[Begin]

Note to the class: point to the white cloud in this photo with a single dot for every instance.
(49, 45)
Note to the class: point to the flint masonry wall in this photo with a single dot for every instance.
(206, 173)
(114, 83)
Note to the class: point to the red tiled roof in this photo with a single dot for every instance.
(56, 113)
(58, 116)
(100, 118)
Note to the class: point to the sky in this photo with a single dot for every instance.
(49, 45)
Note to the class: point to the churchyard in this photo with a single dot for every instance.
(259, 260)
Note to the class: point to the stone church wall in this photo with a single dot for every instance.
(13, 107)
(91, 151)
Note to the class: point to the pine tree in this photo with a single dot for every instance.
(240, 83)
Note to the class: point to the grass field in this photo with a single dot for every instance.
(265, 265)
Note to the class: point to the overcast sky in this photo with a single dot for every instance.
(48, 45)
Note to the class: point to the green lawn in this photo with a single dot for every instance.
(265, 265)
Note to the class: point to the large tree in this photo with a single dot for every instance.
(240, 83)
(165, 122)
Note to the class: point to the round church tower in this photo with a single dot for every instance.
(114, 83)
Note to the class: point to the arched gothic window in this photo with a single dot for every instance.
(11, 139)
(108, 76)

[End]
[Begin]

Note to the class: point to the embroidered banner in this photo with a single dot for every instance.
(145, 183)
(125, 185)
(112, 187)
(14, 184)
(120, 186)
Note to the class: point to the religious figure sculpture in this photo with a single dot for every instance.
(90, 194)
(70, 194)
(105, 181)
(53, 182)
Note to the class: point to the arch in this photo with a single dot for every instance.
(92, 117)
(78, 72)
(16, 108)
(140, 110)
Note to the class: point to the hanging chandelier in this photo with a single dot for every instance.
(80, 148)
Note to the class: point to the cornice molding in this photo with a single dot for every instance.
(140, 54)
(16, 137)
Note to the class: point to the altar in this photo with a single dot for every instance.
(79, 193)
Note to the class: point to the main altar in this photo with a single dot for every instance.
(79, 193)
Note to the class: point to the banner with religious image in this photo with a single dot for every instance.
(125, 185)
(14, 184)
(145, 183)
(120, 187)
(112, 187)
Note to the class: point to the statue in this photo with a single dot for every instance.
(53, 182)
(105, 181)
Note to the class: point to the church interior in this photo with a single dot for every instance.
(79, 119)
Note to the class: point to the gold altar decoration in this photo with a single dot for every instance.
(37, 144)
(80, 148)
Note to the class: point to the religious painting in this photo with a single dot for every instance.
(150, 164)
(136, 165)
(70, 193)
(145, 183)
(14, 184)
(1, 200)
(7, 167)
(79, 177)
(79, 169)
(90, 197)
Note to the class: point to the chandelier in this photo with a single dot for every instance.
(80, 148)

[End]
[Begin]

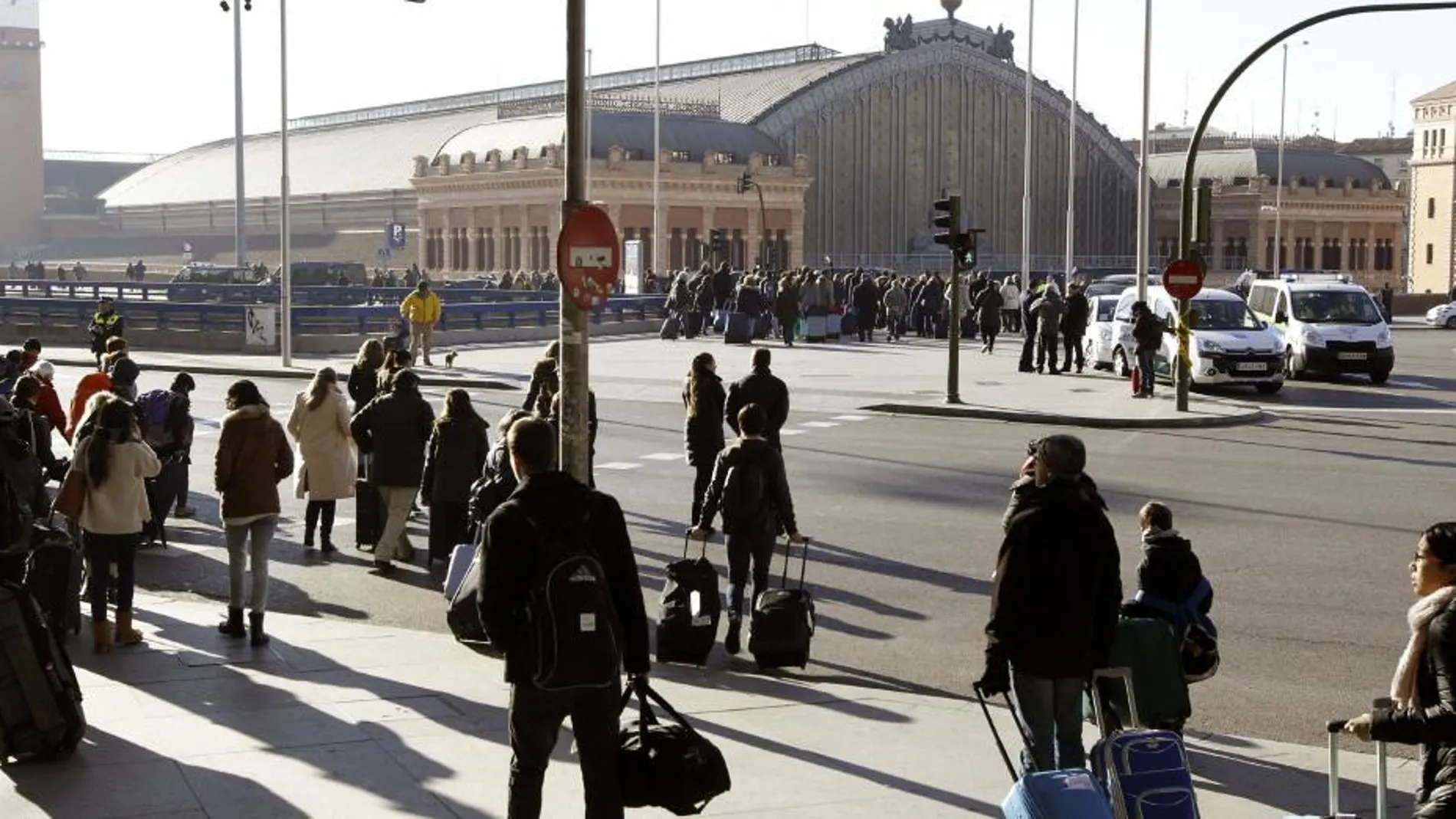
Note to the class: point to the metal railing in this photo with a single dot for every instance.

[End]

● **Problem description**:
Report each line in the items above that contains the word "wall", copying every such line in full.

● **Solution to this task**:
Note to the class: point to the flint masonry wall in this photo with a single dot for every instance.
Note to the class: point to the stone church wall in this photo with a single dot for every instance.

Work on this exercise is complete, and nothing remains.